▼

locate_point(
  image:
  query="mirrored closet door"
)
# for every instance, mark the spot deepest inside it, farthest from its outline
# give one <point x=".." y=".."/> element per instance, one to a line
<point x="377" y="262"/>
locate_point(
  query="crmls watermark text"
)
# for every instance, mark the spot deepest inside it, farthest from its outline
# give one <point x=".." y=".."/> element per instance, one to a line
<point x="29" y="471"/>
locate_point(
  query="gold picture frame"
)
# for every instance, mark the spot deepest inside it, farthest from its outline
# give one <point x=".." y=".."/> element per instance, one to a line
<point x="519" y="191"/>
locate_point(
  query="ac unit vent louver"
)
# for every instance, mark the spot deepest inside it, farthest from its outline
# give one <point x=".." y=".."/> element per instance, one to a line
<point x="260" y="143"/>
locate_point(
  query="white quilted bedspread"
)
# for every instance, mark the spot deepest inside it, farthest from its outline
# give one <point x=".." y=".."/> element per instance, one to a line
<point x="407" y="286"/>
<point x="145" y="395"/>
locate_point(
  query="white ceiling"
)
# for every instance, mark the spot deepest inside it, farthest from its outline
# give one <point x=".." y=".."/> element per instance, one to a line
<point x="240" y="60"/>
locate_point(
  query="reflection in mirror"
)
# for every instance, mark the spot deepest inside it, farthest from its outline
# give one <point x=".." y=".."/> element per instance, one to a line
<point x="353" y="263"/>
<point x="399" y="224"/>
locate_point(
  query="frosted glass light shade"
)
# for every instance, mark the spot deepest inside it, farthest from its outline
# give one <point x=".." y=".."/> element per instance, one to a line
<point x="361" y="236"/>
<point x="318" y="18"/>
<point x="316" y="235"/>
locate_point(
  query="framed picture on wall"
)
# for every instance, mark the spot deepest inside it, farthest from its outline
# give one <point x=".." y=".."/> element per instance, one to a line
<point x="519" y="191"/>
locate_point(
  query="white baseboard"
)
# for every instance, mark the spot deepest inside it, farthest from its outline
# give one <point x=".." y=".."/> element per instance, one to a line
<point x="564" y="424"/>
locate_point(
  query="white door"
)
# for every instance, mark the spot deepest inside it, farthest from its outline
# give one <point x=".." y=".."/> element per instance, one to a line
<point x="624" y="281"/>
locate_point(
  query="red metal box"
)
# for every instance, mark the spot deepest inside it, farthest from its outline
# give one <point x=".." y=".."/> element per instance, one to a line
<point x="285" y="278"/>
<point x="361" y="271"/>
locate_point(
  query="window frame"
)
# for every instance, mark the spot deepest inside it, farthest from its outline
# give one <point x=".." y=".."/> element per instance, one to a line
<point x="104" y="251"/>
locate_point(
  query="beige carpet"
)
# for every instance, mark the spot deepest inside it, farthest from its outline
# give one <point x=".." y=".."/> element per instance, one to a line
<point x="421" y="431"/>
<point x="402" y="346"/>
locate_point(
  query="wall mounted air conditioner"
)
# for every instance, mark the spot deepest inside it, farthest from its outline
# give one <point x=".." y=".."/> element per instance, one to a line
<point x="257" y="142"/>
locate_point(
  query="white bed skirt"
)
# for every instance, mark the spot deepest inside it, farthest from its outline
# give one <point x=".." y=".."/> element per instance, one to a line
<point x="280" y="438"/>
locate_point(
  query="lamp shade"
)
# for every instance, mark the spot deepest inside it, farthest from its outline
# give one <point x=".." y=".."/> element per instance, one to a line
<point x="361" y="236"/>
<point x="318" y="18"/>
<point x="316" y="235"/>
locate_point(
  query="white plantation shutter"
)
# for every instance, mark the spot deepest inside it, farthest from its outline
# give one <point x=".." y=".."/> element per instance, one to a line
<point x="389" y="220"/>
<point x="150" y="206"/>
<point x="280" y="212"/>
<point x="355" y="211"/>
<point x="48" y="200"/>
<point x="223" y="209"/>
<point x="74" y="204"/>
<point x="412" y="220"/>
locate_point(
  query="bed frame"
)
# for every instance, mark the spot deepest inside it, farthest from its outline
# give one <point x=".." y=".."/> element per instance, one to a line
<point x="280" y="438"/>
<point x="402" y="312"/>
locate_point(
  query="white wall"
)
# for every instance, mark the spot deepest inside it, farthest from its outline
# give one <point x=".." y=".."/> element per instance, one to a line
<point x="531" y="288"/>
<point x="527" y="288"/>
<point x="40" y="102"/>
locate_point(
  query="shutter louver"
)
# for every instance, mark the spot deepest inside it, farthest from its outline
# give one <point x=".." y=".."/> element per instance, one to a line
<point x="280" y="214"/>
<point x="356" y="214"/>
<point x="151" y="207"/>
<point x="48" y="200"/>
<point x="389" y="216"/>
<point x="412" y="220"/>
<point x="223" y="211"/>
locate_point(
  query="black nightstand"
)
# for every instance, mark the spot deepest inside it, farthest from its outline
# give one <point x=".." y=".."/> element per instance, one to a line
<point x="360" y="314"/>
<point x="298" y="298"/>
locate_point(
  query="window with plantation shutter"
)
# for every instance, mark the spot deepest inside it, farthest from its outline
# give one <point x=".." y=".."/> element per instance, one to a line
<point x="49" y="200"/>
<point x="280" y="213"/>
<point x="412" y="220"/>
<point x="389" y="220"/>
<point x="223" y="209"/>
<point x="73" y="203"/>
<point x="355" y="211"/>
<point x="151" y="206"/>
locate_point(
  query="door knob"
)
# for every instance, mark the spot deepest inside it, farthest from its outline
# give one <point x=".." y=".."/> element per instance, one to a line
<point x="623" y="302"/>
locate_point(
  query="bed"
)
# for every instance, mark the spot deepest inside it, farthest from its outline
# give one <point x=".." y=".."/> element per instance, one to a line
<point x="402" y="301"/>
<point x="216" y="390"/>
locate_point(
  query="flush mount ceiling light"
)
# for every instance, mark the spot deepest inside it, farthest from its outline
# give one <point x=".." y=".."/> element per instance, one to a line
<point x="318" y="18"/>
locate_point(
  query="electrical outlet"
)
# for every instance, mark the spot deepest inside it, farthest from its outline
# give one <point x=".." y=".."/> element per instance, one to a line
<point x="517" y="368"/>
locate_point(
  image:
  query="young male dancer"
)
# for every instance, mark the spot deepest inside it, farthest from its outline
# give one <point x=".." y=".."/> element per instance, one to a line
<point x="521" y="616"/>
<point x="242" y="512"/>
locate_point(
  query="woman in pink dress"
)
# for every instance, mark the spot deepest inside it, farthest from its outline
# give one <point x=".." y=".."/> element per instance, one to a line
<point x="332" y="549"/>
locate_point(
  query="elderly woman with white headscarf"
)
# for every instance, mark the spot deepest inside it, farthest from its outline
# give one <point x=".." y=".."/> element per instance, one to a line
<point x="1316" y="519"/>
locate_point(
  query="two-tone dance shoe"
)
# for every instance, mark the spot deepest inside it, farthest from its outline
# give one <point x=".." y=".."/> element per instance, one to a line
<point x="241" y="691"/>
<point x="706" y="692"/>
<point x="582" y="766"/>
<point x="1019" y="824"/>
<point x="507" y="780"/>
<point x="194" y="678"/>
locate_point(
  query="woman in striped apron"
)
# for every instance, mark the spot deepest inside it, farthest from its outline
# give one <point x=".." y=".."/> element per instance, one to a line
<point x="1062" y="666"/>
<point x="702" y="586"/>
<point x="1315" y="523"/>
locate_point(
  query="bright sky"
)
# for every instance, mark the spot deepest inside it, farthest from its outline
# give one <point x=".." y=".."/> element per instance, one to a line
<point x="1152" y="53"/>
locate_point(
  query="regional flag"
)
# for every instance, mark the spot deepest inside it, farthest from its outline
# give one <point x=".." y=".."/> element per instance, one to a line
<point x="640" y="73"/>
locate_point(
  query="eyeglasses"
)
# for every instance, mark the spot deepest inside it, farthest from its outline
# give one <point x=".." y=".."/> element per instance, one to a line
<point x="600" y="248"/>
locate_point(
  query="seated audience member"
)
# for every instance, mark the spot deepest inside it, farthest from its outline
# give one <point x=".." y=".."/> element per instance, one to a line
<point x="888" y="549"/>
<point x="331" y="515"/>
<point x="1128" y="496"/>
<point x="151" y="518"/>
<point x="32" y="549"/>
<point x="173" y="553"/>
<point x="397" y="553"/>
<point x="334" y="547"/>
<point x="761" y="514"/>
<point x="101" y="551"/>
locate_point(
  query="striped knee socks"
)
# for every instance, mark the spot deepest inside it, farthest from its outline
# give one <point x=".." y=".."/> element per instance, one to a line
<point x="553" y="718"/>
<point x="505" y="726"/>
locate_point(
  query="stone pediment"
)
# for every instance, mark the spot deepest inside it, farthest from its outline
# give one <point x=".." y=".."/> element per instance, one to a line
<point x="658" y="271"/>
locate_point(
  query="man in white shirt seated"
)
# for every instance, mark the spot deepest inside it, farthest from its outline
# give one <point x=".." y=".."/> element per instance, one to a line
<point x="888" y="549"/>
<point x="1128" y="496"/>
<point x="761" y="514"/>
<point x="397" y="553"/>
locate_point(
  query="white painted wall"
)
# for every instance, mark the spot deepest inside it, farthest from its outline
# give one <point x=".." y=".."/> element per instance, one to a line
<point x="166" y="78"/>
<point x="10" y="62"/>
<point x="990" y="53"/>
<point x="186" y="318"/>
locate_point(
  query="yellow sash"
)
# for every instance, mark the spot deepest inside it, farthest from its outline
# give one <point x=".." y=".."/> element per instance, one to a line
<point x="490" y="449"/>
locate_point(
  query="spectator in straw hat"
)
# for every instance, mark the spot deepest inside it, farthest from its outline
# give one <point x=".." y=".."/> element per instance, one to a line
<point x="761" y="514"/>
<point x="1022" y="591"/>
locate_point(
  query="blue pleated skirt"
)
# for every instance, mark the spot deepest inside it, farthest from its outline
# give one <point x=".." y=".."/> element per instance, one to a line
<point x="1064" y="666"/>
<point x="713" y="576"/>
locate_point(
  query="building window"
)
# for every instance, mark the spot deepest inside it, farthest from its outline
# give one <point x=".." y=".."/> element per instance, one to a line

▲

Return each of the lines above that contains the word "window", reproducing every such line in full.

  query="window frame"
  query="window with plantation shutter"
  query="building window"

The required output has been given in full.